## Selected passage:
══════
A MILLION TURKISH FLAGS

A MILLION TURKISH FLAGS

PLATFORM, 2016
Story – Luca Molinari

It is Sunday, August 7th and trying to explain Istanbul at this historical moment is by no means easy, not only because of the complex political situation but also because this metropolis of more than twenty million people is able to condense all the contradictions and phenomena that not only express contemporary Turkey but above all the fate of many megacities caught between traditional models and metamorphoses with unfathomable consequences.

Istanbul, Byzantium, Constantinople: this city encapsulates the millennial history of some of the finest and most enduring civilizations in human history.

For centuries its stones have breathed conflicts, overlaps of races and cultures, languages and religions and tastes and moods from the two continents between which this city has always been a natural bridge.

The heart of the ancient city was enlivened by the complex of the Bazaar, while on the other bank the Galata district strengthened its role as a free trade area, open first to the world with the Genoese colony and then the creation of all the foreign embassies as well as the first truly modern infrastructures around İstiklal Avenue.

Until the first half of the twentieth century, Istanbul expanded and the only real loss to be mourned was the disappearance of its political and administrative importance when Ataturk moved the capital to Ankara, in the heart of the country. Yet all the cultural, economic and entrepreneurial vitality and higher education continue to hold firm in the metropolis which has developed as an independent entity from the rest of Turkey. In the last twenty years, the picture has changed with a dramatic demographic growth that has seen the overall population grow to over twenty million, mainly from rural areas in Turkey, resulting in a startling rise in a building that has no equal in the city’s history. Istanbul has expanded through a series of circles toward the North and the Black Sea putting the precious aquifers that have supplied the city for centuries in great danger. The local government (a city-state of twenty million!) together with the central government have insisted on some basic elements in recent years: an important infrastructure network that combines an expansion of public rail transport with a doubling of the great arterial ring roads that are dependent on a new, large bridge that transfers the weight of traffic to the North. The construction of a new airport on the Black Sea should make Istanbul one of the most important and strategic hubs in the Middle East yet there is reckless building deregulation which on one hand has led to the growth of large residential neighbourhoods with different income groups at either end of the scale while on the other taking no account of the old city centre’s immense and fragile historical heritage. The strengthening of tourism in Istanbul which in addition to being a favorite destination for “traditional” travelers is also intended to become one of the most important Malls in the Arab world, as well as having become a recognized destination for transplants and cosmetic surgery.
══════
## Data extracts:
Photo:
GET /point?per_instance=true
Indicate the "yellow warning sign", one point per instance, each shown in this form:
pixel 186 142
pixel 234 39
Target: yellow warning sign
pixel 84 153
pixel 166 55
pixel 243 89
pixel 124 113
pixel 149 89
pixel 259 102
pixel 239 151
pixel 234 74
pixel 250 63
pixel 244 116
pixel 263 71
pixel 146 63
══════
## Exercise 1:
Using the essay on Istanbul above the listing, state whether each statement agrees with it, answering yes or no and quoting the deciding words: (a) the capital was moved from Istanbul to Ankara; (b) the Galata district stands on the same bank as the Bazaar; (c) recent growth has pushed Istanbul southward, away from the Black Sea.
## Exercise 2:
Extend the essay on Istanbul, beginning after its final sentence, the one about tourism, transplants and cosmetic surgery.

## Task answer 1:
(a) Yes: "when Ataturk moved the capital to Ankara, in the heart of the country."
(b) No: "The heart of the ancient city was enlivened by the complex of the Bazaar, while on the other bank the Galata district strengthened its role as a free trade area."
(c) No: "Istanbul has expanded through a series of circles toward the North and the Black Sea."

## Task answer 2:
Writings and advertisements in the language of the Prophet have increased dramatically in recent years, especially on the large İstiklal Avenue shopping street, and the population that moves frenziedly along this long linear square is the perfect representation of how those who inhabit this metropolis are changing.

But it is above all the city’s shared millennial heritage that has been put into question since although there are sophisticated and diligent restoration projects such as the SALT Foundation or the Energy Museum designed by Han Tümertekin, there are other projects that challenge the city’s widespread and delicate historical wealth. It is paradoxical that a metropolis with a tremendous monumental heritage with few equals in the world does not yet have a consistent museum system of equal quality. Currently only the system regarding the Art and Design Biennials can counter this absence with its capacity (especially in art) to use and involve ever more widespread and wide-ranging fragments of Istanbul, but the news in recent months is that the only Museum of Contemporary Art in the city located in the old harbour area is to be demolished without a new location having been identified.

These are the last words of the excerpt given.